+++ Material shown +++
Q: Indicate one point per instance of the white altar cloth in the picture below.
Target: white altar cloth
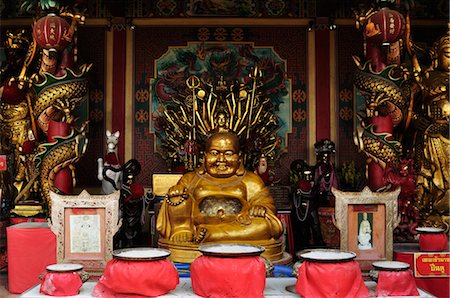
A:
(275, 288)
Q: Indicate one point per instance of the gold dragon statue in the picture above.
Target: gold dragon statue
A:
(37, 108)
(406, 114)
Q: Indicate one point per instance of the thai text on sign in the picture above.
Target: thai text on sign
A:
(2, 162)
(432, 264)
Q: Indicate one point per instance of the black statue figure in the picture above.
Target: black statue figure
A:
(306, 222)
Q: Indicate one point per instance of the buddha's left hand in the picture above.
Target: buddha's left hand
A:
+++
Can you rewrite the listing above with every "gold dragon statue" changed to "golden dragon statue", keeping everything else the same and leaving out the pictures?

Q: Indicate one point per instance of the white altar cloth in the picture below.
Target: white altar cloth
A:
(275, 288)
Q: Indicate one point per instance of the golden dragon statue in the picture above.
Target: golden dragon statue
A:
(37, 108)
(406, 114)
Q: Indicate one point per instance of the thai text on sign in the picture above.
Target: thai text on sign
A:
(2, 162)
(432, 264)
Q: Indicate one point per instance of the black statue figure in the picture above.
Target: black statue figure
A:
(306, 222)
Q: Indicate one point per instance of the buddha's left hand in the picture above.
Target: buddha's left hand
A:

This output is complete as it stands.